== RECORD LIST ==

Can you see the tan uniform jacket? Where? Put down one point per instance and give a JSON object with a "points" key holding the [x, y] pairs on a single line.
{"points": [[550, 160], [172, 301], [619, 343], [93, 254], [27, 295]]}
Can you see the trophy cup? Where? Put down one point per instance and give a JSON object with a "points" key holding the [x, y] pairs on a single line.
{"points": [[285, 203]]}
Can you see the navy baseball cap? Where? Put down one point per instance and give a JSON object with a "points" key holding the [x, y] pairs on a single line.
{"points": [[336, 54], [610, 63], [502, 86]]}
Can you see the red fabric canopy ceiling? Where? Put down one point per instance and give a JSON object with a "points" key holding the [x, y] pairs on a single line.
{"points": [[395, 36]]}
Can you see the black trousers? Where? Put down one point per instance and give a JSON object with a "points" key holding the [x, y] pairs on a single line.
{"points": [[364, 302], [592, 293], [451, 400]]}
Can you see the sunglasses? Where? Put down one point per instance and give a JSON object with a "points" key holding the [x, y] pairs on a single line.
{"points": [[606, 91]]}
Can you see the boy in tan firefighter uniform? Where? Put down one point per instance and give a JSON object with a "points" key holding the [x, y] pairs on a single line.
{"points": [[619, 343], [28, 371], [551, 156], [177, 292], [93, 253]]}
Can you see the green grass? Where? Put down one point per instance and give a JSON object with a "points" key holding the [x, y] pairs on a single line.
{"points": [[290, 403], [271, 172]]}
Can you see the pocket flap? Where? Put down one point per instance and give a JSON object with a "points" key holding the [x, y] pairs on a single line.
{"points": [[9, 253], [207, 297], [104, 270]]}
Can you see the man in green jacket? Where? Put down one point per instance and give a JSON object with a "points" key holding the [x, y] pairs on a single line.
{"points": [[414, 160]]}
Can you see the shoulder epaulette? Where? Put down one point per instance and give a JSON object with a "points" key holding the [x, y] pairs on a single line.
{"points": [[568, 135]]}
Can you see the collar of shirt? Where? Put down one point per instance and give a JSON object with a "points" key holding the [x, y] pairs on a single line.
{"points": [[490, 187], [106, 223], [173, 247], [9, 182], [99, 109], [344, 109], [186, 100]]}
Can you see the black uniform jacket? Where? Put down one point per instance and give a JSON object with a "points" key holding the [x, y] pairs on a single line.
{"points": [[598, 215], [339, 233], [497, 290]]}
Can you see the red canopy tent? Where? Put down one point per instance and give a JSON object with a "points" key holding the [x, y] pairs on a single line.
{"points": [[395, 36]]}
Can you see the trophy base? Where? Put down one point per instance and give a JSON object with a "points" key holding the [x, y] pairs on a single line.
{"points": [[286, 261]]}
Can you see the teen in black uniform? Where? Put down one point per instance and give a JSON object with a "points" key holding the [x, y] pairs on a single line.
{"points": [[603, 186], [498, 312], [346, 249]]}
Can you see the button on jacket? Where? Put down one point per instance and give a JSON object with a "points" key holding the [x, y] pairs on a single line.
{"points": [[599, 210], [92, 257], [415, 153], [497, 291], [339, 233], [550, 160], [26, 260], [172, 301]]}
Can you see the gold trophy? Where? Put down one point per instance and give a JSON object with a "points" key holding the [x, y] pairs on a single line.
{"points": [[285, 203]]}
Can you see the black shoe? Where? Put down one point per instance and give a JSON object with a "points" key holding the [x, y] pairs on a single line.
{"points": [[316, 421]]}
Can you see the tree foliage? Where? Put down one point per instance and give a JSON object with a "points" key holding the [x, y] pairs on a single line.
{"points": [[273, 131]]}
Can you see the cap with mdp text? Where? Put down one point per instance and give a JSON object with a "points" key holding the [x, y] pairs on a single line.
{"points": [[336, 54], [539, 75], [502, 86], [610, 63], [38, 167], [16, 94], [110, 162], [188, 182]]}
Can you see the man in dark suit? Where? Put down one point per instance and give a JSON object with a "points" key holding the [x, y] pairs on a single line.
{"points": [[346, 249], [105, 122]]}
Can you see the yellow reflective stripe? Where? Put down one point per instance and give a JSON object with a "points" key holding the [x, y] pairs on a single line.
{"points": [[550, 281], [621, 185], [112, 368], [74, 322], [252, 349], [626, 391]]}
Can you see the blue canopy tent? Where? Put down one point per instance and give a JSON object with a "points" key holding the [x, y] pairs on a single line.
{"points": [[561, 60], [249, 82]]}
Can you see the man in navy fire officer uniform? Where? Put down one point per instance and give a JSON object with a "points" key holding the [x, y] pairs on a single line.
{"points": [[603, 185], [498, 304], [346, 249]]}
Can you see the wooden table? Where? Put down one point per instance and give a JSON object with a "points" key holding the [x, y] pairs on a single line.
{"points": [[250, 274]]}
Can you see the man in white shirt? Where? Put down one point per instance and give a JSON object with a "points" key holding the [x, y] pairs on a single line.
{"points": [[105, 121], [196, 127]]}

===
== RECORD LIST ==

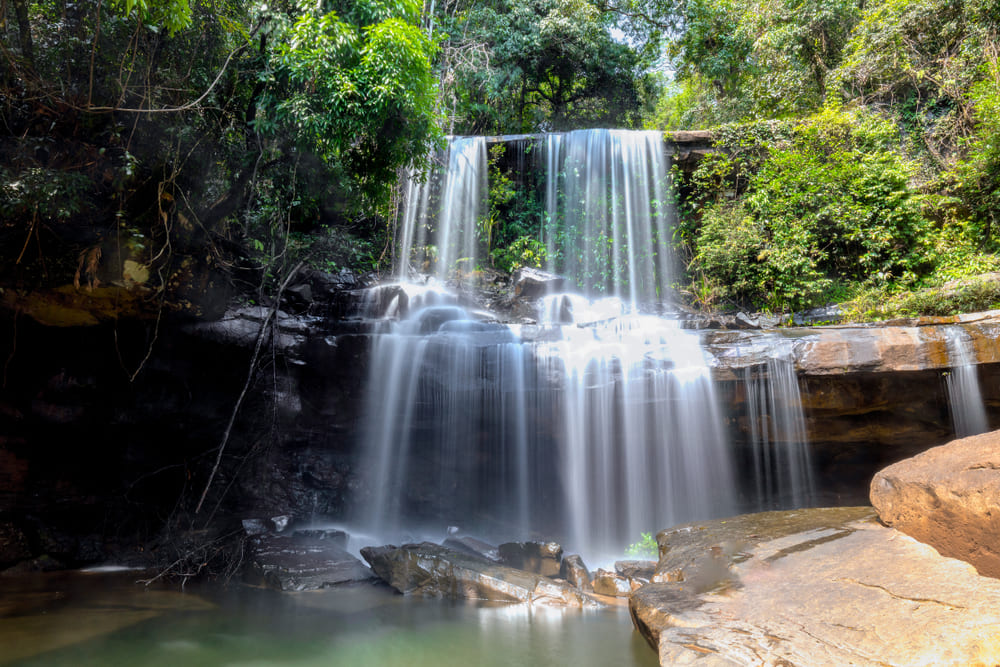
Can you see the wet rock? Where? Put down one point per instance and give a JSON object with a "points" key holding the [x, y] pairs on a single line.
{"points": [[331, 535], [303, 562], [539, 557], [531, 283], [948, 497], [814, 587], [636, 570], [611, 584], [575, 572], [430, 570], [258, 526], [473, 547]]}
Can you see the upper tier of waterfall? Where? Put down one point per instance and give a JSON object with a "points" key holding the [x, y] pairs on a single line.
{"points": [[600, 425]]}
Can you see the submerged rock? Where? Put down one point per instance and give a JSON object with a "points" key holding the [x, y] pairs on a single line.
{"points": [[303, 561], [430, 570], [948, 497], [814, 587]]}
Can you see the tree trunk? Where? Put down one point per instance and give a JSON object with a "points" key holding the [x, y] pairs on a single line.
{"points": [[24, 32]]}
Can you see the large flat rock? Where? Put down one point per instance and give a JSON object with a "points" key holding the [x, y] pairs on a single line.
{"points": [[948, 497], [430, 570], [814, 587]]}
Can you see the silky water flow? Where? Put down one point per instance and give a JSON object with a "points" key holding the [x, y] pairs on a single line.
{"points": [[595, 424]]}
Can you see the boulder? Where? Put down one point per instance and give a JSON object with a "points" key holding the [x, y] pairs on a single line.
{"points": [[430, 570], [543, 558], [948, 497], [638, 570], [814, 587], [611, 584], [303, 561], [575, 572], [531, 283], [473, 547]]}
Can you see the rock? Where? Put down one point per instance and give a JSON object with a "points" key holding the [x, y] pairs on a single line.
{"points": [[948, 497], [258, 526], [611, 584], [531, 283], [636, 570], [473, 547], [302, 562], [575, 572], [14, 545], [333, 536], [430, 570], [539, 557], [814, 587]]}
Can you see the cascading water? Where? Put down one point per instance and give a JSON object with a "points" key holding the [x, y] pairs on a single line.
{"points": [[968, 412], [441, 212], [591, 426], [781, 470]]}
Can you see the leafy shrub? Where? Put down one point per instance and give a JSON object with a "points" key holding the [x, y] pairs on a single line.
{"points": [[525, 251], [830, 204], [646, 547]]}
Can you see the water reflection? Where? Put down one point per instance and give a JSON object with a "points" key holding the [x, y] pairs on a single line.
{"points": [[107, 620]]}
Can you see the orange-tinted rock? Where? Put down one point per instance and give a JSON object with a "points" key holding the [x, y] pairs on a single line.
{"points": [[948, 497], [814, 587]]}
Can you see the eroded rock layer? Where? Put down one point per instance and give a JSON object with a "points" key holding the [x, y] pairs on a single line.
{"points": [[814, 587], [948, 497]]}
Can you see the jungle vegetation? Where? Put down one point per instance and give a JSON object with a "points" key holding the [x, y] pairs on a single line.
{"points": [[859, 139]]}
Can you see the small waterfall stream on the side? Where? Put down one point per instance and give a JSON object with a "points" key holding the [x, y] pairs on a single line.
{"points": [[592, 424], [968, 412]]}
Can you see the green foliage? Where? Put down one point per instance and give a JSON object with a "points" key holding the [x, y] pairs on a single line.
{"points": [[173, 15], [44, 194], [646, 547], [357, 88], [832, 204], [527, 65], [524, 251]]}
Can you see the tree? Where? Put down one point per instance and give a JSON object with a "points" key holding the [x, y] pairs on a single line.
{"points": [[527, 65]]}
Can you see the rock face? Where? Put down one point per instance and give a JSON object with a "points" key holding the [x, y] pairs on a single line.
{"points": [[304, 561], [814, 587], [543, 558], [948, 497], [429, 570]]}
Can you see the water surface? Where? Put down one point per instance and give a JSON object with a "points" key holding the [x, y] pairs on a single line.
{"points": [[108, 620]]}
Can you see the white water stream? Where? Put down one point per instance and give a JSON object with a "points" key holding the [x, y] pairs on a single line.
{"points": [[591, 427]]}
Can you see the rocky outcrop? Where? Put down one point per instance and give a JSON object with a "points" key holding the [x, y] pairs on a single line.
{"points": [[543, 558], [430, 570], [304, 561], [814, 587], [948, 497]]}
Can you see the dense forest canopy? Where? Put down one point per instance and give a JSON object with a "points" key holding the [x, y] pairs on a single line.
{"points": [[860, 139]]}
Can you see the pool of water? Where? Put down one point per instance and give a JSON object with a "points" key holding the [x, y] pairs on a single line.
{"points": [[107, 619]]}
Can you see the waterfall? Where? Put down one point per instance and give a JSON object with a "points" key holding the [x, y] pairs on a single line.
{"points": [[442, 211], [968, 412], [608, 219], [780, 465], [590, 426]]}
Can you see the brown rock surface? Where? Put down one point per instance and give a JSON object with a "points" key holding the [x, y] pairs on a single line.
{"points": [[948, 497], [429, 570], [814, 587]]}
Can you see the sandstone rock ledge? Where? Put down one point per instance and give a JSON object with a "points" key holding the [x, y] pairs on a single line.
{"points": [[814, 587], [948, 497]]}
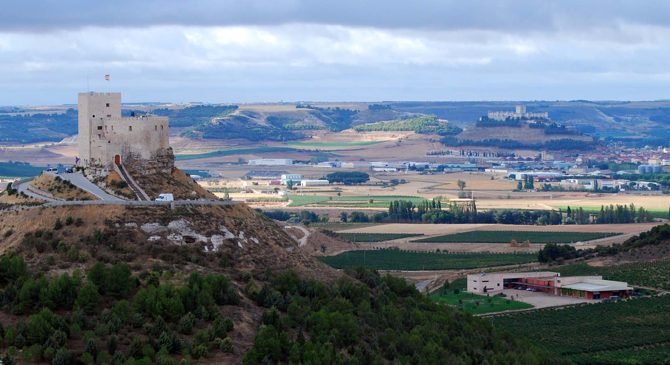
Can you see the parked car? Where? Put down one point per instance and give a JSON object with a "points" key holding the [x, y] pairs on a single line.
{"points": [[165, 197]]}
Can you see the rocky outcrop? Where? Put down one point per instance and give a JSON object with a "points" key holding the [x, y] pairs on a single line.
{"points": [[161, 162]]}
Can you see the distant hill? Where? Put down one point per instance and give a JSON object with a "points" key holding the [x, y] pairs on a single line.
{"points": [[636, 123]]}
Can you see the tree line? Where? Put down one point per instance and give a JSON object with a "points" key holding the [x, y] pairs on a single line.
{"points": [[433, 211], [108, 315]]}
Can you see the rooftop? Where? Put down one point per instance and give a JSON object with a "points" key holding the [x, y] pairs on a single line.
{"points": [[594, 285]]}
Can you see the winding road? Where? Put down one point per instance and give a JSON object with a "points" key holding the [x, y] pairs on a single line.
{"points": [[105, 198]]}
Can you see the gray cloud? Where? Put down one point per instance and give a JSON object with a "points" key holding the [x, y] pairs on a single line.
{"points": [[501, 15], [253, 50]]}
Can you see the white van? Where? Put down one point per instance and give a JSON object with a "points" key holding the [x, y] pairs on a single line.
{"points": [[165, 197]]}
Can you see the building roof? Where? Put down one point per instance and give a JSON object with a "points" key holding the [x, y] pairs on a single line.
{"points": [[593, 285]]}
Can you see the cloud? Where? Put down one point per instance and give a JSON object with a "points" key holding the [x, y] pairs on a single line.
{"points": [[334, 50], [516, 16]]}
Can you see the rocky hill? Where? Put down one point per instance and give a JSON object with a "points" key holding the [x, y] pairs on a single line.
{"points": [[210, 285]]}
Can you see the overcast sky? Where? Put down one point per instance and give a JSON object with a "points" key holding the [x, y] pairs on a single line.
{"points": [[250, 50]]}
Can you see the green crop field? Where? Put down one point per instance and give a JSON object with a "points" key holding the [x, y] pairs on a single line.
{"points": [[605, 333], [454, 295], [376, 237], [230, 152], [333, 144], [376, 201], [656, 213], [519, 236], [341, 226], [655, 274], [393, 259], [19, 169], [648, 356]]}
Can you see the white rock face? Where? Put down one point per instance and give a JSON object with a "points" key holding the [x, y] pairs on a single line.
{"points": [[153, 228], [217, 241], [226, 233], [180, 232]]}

===

[EXERCISE] Report every line of the records above that contains the word "hill", copying each line in full.

[IN RESPONSE]
Can you see the distant hill? Where? Put down one point per instance and give a JSON object with a "points" key holding the [x, y] pairs on a single line.
Can you see the rocky hill? Where? Put down one point per instance and give a JSON object with a "points" key holding the [x, y] pairs on a single line.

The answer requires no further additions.